* Problem statement
Repeat the records below verbatim, and do not copy their pictures.

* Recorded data
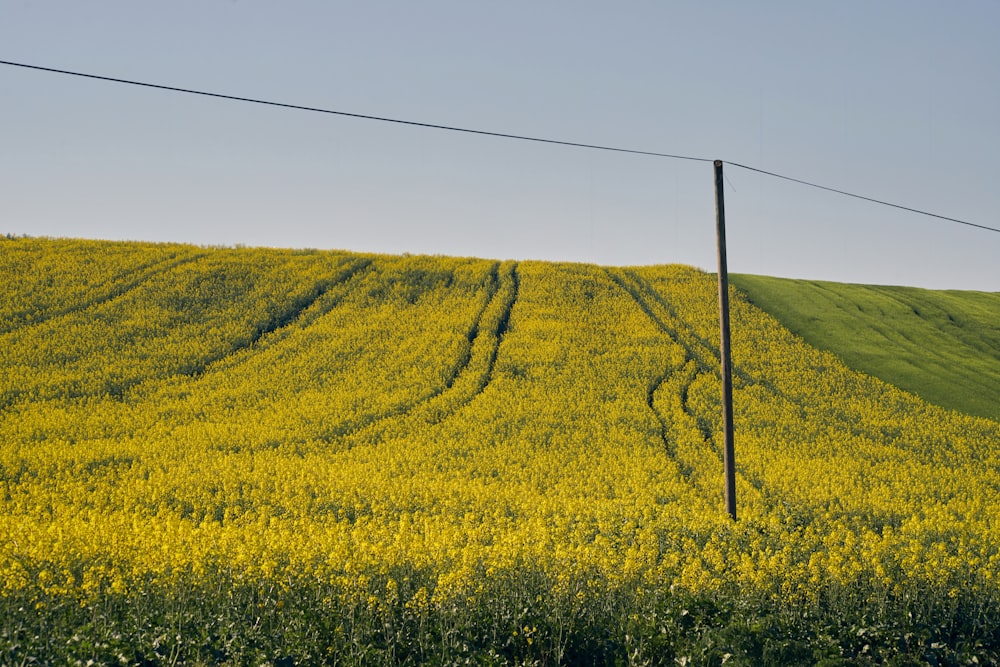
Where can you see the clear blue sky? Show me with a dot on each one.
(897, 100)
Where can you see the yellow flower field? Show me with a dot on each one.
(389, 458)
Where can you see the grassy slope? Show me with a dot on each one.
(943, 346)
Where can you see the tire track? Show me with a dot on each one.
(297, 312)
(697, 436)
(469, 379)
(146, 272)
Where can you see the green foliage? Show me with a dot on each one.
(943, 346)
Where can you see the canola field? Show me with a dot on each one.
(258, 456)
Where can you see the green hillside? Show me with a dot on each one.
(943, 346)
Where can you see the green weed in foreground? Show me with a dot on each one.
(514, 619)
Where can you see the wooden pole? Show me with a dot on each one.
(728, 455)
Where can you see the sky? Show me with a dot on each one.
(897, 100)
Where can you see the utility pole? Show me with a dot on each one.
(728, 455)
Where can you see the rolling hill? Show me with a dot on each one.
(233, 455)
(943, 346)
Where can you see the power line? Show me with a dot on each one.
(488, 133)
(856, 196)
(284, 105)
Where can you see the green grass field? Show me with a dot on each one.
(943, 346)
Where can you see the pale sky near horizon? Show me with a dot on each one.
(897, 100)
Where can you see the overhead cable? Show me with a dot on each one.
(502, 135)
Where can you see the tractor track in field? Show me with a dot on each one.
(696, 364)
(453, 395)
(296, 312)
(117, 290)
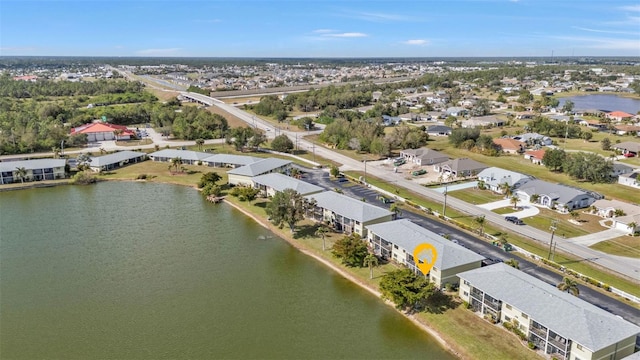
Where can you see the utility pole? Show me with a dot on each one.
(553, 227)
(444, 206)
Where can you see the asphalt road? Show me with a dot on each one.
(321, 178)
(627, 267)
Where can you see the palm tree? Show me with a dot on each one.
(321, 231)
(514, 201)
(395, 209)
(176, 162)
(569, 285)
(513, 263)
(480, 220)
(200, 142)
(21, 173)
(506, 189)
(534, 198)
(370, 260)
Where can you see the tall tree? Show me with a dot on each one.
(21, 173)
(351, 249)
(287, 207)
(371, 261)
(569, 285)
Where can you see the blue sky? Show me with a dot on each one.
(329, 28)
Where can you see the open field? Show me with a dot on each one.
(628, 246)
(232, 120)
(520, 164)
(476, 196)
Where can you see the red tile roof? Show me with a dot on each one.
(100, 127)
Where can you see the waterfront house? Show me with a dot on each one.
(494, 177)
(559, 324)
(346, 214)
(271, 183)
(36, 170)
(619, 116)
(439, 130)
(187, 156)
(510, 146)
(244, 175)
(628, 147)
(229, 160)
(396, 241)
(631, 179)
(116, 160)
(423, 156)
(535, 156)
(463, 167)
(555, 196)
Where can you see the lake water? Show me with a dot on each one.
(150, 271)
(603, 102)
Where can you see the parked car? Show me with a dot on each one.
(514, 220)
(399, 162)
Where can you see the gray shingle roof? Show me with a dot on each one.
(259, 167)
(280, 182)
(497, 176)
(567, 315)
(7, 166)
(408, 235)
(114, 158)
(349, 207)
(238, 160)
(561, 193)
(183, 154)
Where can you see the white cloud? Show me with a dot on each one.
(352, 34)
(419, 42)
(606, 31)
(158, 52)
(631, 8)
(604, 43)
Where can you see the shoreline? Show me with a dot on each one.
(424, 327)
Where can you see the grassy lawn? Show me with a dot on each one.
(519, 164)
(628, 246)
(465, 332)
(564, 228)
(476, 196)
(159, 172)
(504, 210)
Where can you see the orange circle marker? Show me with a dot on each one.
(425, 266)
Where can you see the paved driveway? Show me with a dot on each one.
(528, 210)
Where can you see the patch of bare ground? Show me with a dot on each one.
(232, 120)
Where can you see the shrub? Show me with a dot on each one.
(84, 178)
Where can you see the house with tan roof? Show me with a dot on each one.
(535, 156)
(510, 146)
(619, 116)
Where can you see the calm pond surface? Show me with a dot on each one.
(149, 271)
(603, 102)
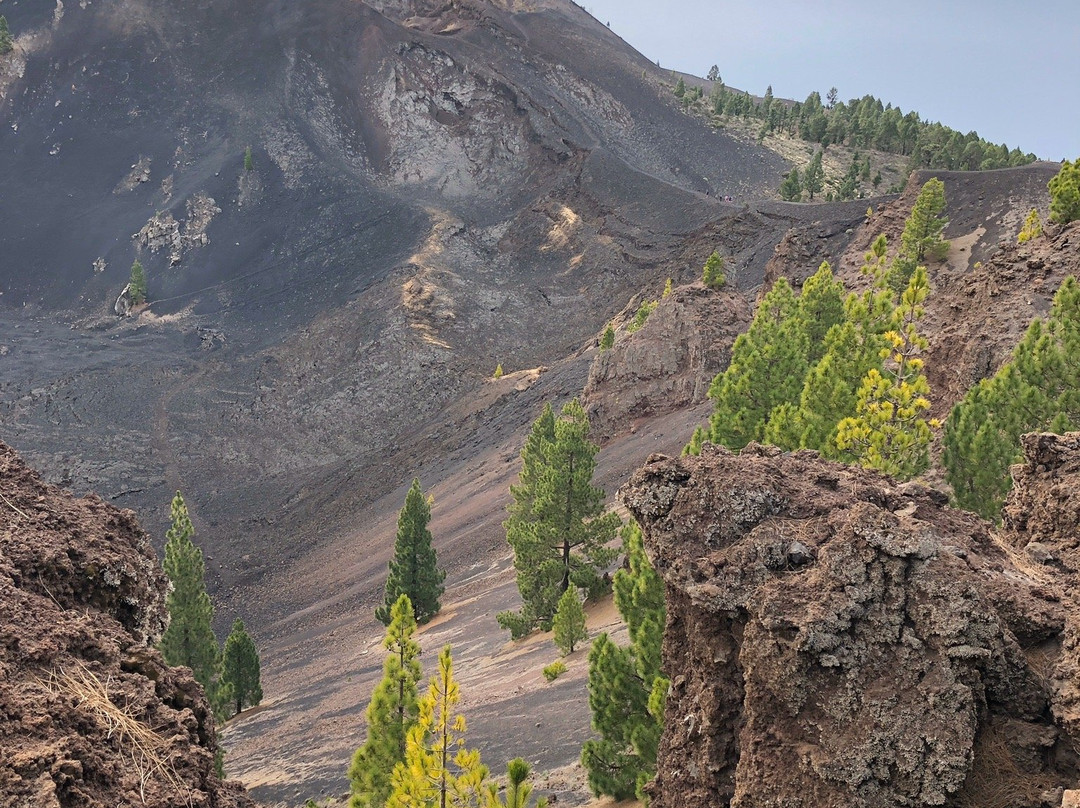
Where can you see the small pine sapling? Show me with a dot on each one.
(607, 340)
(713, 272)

* Answer to the problem
Where can you see the clear blue sky? Show me with a dot on each one.
(897, 100)
Where can you see the yellow flower field? Show me with a dot on each one.
(389, 458)
Where can you see the grassy slope? Show me with a dot on each one.
(943, 346)
Where can you see the tire track? Show me with a dot on each one.
(297, 312)
(697, 436)
(469, 379)
(146, 272)
Where can you see the green foliage? Show me with a dot on each one.
(943, 346)
Where can you see the canola field? Show me with a dot on each one.
(258, 456)
Where can you see the green hillside? Show me with a dot on each one.
(943, 346)
Where can you see the green weed in foreground? Show me with a dot on each one.
(514, 619)
Where can you see the wooden pole? Show me with a dot on each one.
(728, 455)
Where can you see the sky? Show me with a dot on each one.
(897, 100)
Where can you see the utility pole? Show me with a dot on each one.
(728, 455)
Where can you see the rolling hill? Show me with a dot on each one.
(233, 455)
(943, 346)
Where can you see the power line? Show me with a dot on each one.
(488, 133)
(856, 196)
(284, 105)
Where can you see the green grass field? Show me with a dot on each one.
(943, 346)
Where can you see the pale sky near horizon? Show me with a dot on each one.
(897, 100)
Where can you see the overhead cable? Show me with a dot on each one.
(502, 135)
Where can you see the tractor track in field? Show me with a dot on each one.
(696, 364)
(453, 395)
(296, 312)
(117, 290)
Where can you see the utility pole? Show me with a dot on each one.
(553, 227)
(444, 206)
Where can you see the asphalt road? Show me with a dot on each one.
(321, 178)
(627, 267)
Where can you see the palm tree? Show me with a dot on each one.
(321, 231)
(514, 201)
(395, 209)
(176, 162)
(569, 285)
(513, 263)
(480, 220)
(200, 142)
(21, 173)
(506, 189)
(534, 198)
(370, 260)
Where can you see the tall tree? Show me with a dot on each one.
(21, 173)
(351, 249)
(287, 207)
(371, 261)
(569, 285)
Where can you see the blue sky? Show me with a dot on each one.
(329, 28)
Where can you see the open field? Show me with a dot on each one.
(628, 246)
(232, 120)
(520, 164)
(476, 196)
Where can you see the red tile roof? Show me with a dot on each one.
(100, 127)
Where can you see the waterfront house? Show me with a dot on each one.
(494, 177)
(559, 324)
(346, 214)
(271, 183)
(36, 170)
(619, 116)
(439, 130)
(187, 156)
(510, 146)
(244, 175)
(628, 147)
(229, 160)
(396, 241)
(631, 179)
(116, 160)
(423, 156)
(535, 156)
(463, 167)
(555, 196)
Where can you see the lake water? Show me with a dot on each one.
(150, 271)
(603, 102)
Where can you see the parked car? Show me with a dot on each one.
(514, 220)
(399, 162)
Where can you see the gray shingle roof? Show me with a dot on each one.
(259, 167)
(280, 182)
(497, 176)
(567, 315)
(7, 166)
(408, 235)
(114, 158)
(349, 207)
(238, 160)
(561, 193)
(183, 154)
Where can you see the white cloud? Show me with a dot on each one.
(352, 34)
(419, 42)
(606, 31)
(158, 52)
(631, 8)
(604, 43)
Where can you see the shoreline? Show me with a dot on each one.
(424, 327)
Where can you see the grassy lawn? Show me with a dot on each one.
(519, 164)
(628, 246)
(465, 332)
(564, 228)
(476, 196)
(159, 172)
(504, 210)
Where can you see the orange circle marker? Show me with a dot on each one.
(425, 266)
Where can you see the paved driveway? Show me with a dot on each one.
(528, 210)
Where can you see the patch of bare ground? Show me with a dot on each one.
(232, 120)
Where can you see the shrub? Show me with a dot on each one.
(84, 178)
Where can you see the house with tan roof? Show me with a dot on each one.
(535, 156)
(510, 146)
(619, 116)
Where can you see the calm pond surface? Show me with a dot on each one.
(149, 271)
(603, 102)
Where can you see the small pine sapling? Show me with a dot on each one.
(607, 340)
(713, 272)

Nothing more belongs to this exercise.